___ Records for the task ___
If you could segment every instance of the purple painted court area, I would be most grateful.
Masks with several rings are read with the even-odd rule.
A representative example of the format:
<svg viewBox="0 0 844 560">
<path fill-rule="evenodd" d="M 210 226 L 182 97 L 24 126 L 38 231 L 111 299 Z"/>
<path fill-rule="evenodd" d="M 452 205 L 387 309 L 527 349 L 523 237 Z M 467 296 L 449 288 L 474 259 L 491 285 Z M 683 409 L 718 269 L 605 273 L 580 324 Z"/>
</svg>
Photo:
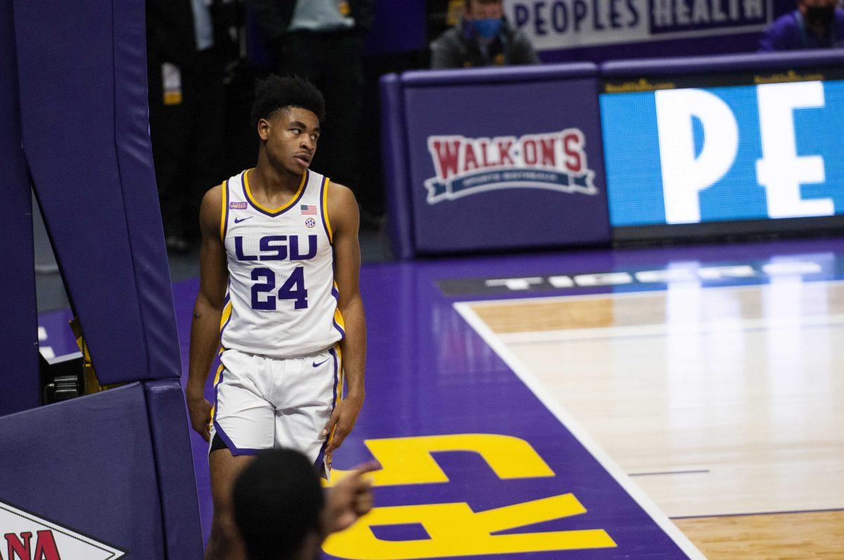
___
Exercise description: Rewrite every line of the records above as a numbered list, skipping any blank lines and leaving out the pictures.

Response for this exercise:
1. If you could segment every instance of the purple painted court area, I would be most grateful.
2. Masks with several rings are read with the even-odd rule.
3. A representative example of the format:
4. <svg viewBox="0 0 844 560">
5. <path fill-rule="evenodd" d="M 210 226 L 182 97 L 24 126 L 38 231 L 111 299 Z"/>
6. <path fill-rule="evenodd" d="M 452 205 L 387 309 L 527 349 L 523 237 Z M 467 296 L 449 288 L 474 259 L 491 285 Z M 683 409 L 718 269 L 605 273 L 580 324 Z"/>
7. </svg>
8. Photo:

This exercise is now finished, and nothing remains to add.